**Directions for this task**: Return the listing below unchanged, minus its pictures.

**Records shown**:
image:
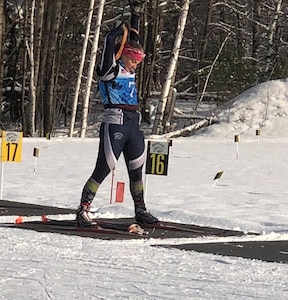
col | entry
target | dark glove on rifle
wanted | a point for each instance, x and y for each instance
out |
(136, 6)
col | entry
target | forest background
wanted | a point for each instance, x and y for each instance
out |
(225, 48)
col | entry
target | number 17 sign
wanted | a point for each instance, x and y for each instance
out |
(157, 158)
(11, 150)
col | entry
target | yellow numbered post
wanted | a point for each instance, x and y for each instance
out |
(157, 158)
(11, 150)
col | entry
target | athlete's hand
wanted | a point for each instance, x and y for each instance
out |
(136, 6)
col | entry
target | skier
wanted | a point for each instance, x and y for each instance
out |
(120, 131)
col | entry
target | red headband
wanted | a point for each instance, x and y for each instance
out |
(135, 54)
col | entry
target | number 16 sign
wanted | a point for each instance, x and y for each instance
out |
(157, 158)
(11, 146)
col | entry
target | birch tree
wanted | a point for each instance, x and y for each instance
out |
(91, 68)
(170, 77)
(81, 66)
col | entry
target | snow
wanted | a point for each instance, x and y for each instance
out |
(251, 195)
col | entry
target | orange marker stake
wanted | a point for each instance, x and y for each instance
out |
(120, 191)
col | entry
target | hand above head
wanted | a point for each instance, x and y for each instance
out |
(136, 6)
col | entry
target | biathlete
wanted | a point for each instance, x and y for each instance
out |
(120, 128)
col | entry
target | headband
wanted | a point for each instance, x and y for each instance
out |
(135, 54)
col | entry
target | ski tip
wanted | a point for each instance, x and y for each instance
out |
(44, 219)
(19, 220)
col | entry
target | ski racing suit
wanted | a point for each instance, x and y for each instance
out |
(120, 130)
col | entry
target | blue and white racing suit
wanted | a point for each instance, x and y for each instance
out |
(120, 130)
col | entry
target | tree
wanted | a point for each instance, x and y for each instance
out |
(81, 67)
(170, 77)
(91, 68)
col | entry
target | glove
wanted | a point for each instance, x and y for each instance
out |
(136, 7)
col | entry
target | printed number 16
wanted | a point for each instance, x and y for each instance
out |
(158, 165)
(9, 149)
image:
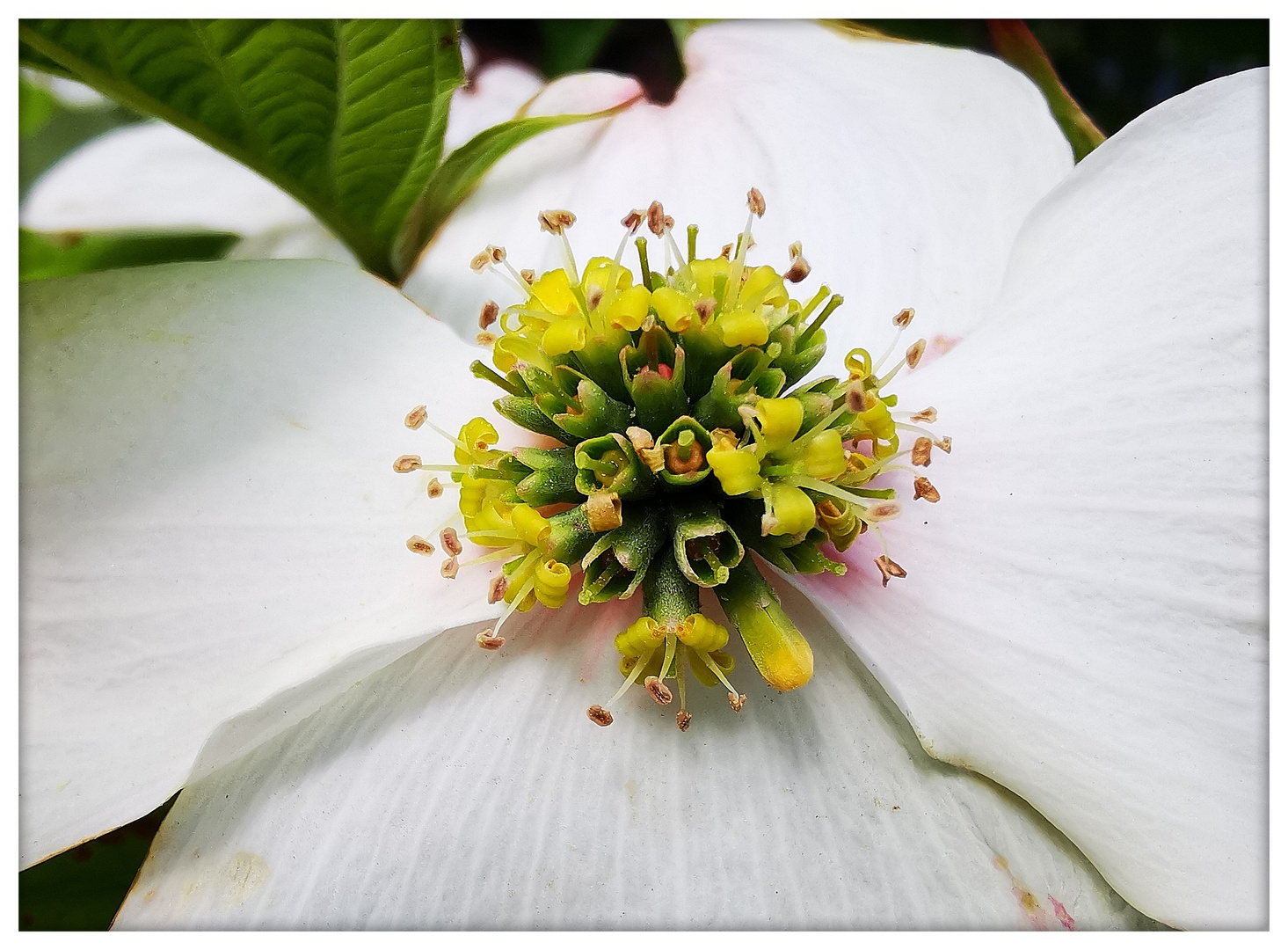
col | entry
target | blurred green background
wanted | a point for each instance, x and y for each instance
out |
(1114, 69)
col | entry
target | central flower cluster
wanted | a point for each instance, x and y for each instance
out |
(678, 437)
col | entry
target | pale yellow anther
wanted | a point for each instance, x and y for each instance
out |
(450, 542)
(418, 545)
(604, 511)
(659, 690)
(416, 418)
(921, 487)
(557, 221)
(487, 641)
(889, 568)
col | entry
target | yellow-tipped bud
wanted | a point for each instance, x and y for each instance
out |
(564, 335)
(737, 470)
(742, 327)
(794, 512)
(825, 457)
(551, 583)
(703, 634)
(554, 293)
(629, 310)
(529, 525)
(780, 421)
(673, 308)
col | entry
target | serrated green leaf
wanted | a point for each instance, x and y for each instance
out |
(462, 173)
(348, 116)
(43, 255)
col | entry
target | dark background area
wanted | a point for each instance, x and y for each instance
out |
(1114, 69)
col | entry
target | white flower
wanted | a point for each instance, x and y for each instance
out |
(216, 595)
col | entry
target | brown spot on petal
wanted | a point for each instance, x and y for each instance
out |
(889, 568)
(921, 487)
(659, 690)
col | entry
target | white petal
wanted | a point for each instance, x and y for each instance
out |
(465, 789)
(155, 176)
(1085, 617)
(210, 518)
(905, 169)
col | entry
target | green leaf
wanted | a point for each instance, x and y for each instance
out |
(83, 888)
(570, 46)
(36, 107)
(348, 116)
(43, 255)
(1015, 43)
(462, 173)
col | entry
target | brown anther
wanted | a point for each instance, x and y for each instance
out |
(418, 545)
(659, 691)
(656, 218)
(889, 568)
(604, 511)
(678, 465)
(488, 642)
(450, 542)
(921, 487)
(883, 511)
(557, 221)
(800, 268)
(416, 418)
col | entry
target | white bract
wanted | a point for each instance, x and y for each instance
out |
(216, 595)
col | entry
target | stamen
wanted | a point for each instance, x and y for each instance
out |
(416, 418)
(418, 545)
(921, 487)
(889, 568)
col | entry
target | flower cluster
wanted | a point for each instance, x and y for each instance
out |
(679, 438)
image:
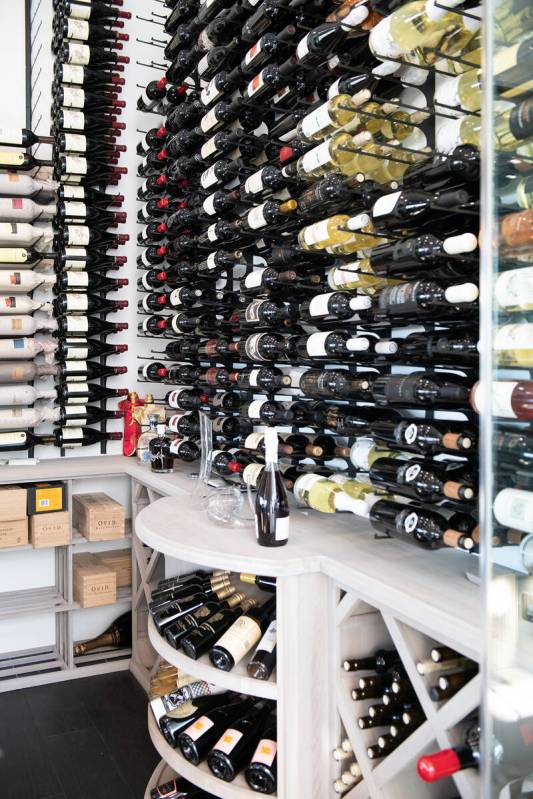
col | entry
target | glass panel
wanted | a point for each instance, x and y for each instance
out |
(507, 388)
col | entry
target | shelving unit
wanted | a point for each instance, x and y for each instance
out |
(199, 775)
(339, 593)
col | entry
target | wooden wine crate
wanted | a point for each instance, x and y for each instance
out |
(14, 533)
(119, 561)
(94, 583)
(98, 517)
(12, 503)
(50, 530)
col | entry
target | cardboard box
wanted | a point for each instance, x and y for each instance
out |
(12, 503)
(47, 497)
(98, 517)
(94, 583)
(14, 533)
(50, 529)
(119, 561)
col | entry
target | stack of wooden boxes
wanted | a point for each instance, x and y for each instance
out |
(97, 575)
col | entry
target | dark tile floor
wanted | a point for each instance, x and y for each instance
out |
(82, 739)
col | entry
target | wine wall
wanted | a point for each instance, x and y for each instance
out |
(309, 258)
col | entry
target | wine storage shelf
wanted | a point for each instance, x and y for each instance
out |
(234, 680)
(199, 775)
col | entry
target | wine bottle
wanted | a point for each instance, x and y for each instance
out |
(237, 743)
(118, 634)
(196, 741)
(261, 773)
(263, 660)
(271, 506)
(427, 529)
(242, 636)
(198, 641)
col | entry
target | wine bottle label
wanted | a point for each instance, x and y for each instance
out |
(265, 753)
(251, 347)
(77, 29)
(78, 235)
(72, 73)
(73, 352)
(203, 65)
(317, 233)
(302, 48)
(8, 158)
(402, 298)
(77, 302)
(11, 136)
(208, 178)
(209, 120)
(78, 54)
(502, 398)
(73, 98)
(212, 234)
(253, 441)
(73, 120)
(253, 311)
(256, 217)
(251, 473)
(386, 204)
(199, 727)
(243, 634)
(517, 336)
(319, 305)
(268, 641)
(360, 453)
(255, 84)
(75, 165)
(254, 408)
(77, 324)
(75, 209)
(407, 521)
(75, 142)
(316, 157)
(254, 279)
(209, 205)
(210, 93)
(228, 741)
(316, 121)
(316, 344)
(17, 439)
(254, 183)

**Result for this task**:
image:
col | entry
target | dark glove on rifle
wanted | a point for each instance, x and y for each instance
out |
(136, 6)
col | entry
target | forest background
wanted | a point for each instance, x and y for each instance
out |
(225, 48)
col | entry
target | number 17 sign
wanted | a point for each instance, x and y for each instance
out |
(157, 158)
(11, 150)
col | entry
target | yellow numbered post
wanted | a point for each instance, x and y for each instance
out |
(157, 158)
(11, 150)
col | entry
target | athlete's hand
wanted | a point for each instance, x and y for each instance
out |
(136, 6)
col | entry
target | skier
wanted | a point for each instance, x and y for each instance
out |
(120, 131)
col | entry
target | red headband
wanted | a point for each instance, x and y for each instance
out |
(135, 54)
col | entry
target | number 16 sign
wanted | a point for each instance, x and y for each instance
out |
(157, 158)
(11, 146)
col | entry
target | birch tree
wanted | a point for each instance, x and y for each instance
out |
(91, 68)
(170, 77)
(81, 66)
col | entry
target | snow
wanted | a point for each instance, x and y for each instance
out |
(251, 195)
col | entry
target | orange marker stake
wanted | a point for each instance, x and y for each instance
out |
(120, 191)
col | entry
target | hand above head
wanted | a point for each instance, x and y for each instance
out |
(136, 6)
col | entry
target | biathlete
wanted | a point for each instance, x and y for each instance
out |
(120, 128)
col | entry
target | headband
wanted | a point for each instance, x and y for each instance
out |
(135, 54)
col | entry
target | ski tip
wanted | a point for each instance, x and y for each instance
out |
(44, 219)
(19, 220)
col | entry
target | ski racing suit
wanted | a point for each instance, x and y for each instance
out |
(120, 130)
col | entry
target | blue and white racing suit
wanted | a point for each instance, x and y for each instance
out |
(120, 130)
col | entry
target | tree
wanted | a point for each instance, x and y for each instance
out |
(81, 67)
(170, 77)
(91, 68)
col | entry
target | glove
wanted | a point for each instance, x and y for each instance
out |
(136, 7)
col | entry
target | printed number 16
wanted | a point for each instance, x and y for each instance
out |
(158, 165)
(9, 149)
image:
col | entry
target | blurred green background
wanted | a point for each instance, x and y for each instance
out |
(1114, 69)
col | entry
target | central flower cluster
wanted | a point for each instance, x and y for each instance
out |
(678, 437)
col | entry
target | pale yellow anther
wanted | a point for each instance, x and y for each instance
out |
(450, 542)
(418, 545)
(604, 511)
(659, 690)
(416, 418)
(921, 487)
(557, 221)
(487, 641)
(889, 568)
col | entry
target | yellow-tipped bud
wanted | a point for each instance, x and y for each instance
out |
(564, 335)
(737, 470)
(742, 327)
(794, 512)
(825, 457)
(551, 583)
(703, 634)
(554, 293)
(629, 310)
(529, 525)
(780, 421)
(673, 308)
col | entry
target | serrated green leaf
wanted | a point for each instance, x and y for each instance
out |
(462, 173)
(348, 116)
(43, 255)
col | entry
target | dark background area
wanted | a point for each instance, x and y for each instance
out |
(1114, 69)
col | entry
target | white flower
wanted | a point for each instance, x and y for each instance
out |
(216, 595)
col | entry
target | brown spot on petal
wanted | a point for each instance, x and y for each instance
out |
(889, 568)
(921, 487)
(659, 690)
col | entry
target | white petal
wanted | a point for each instance, x and y for each instance
out |
(465, 789)
(155, 176)
(1085, 617)
(210, 518)
(905, 169)
col | entry
target | green leaf
wanted | a point for each instance, x and y for each instance
out |
(83, 888)
(570, 46)
(36, 107)
(348, 116)
(43, 255)
(1015, 43)
(462, 173)
col | entry
target | brown anther
wanted | a point for each instance, x and y for each instance
out |
(418, 545)
(659, 691)
(656, 218)
(889, 568)
(604, 511)
(678, 465)
(488, 642)
(450, 542)
(921, 487)
(883, 511)
(557, 221)
(800, 268)
(416, 418)
col | entry
target | white bract
wanted | a point for each instance, x and y for each instance
out |
(216, 595)
col | entry
target | stamen
wanted | a point for each instance, x and y for each instance
out |
(416, 418)
(418, 545)
(921, 487)
(889, 568)
col | entry
target | flower cluster
wanted | a point for each instance, x and y for each instance
out |
(679, 438)
image:
col | entry
target | glass panel
wanted | a point for each instance, x and y for each instance
out |
(507, 388)
col | entry
target | shelving unit
wanted | a point for each instance, x and y for each instance
out |
(199, 775)
(339, 593)
col | entry
target | wooden wine crate
wanted | a point for each instance, x and y for each instance
out |
(14, 533)
(119, 561)
(94, 583)
(98, 517)
(12, 503)
(50, 530)
col | entry
target | cardboard box
wanted | a point for each instance, x and y for each instance
out |
(12, 503)
(47, 497)
(98, 517)
(94, 583)
(14, 533)
(50, 529)
(119, 561)
col | entry
target | stack of wooden boxes
wanted | a point for each instance, x and y for each instance
out |
(97, 575)
col | entry
target | dark tile floor
wanted | a point for each instance, x and y for each instance
out |
(82, 739)
col | entry
target | wine wall
wanted | a point for each instance, x and y for each instance
out |
(309, 258)
col | entry
target | wine storage shelf
wanted | a point for each instance, x and y for each instance
out |
(234, 680)
(199, 775)
col | entry
target | wine bottle
wanted | a point for each instance, x and y for each instance
out |
(237, 743)
(118, 634)
(196, 741)
(261, 773)
(263, 660)
(271, 506)
(427, 529)
(242, 636)
(198, 641)
col | entry
target | wine bottle label
wanted | a point for each instance, x and y for each instance
out |
(265, 753)
(251, 347)
(77, 29)
(78, 235)
(72, 73)
(73, 352)
(203, 65)
(317, 233)
(302, 48)
(8, 158)
(402, 298)
(77, 302)
(11, 136)
(208, 178)
(209, 120)
(78, 54)
(502, 398)
(73, 98)
(212, 234)
(253, 441)
(73, 120)
(253, 311)
(256, 217)
(251, 473)
(386, 204)
(199, 727)
(243, 634)
(517, 336)
(319, 305)
(268, 641)
(360, 453)
(255, 84)
(75, 165)
(254, 408)
(77, 324)
(75, 209)
(407, 521)
(75, 142)
(316, 157)
(254, 279)
(209, 205)
(210, 93)
(228, 741)
(316, 121)
(316, 344)
(17, 439)
(254, 183)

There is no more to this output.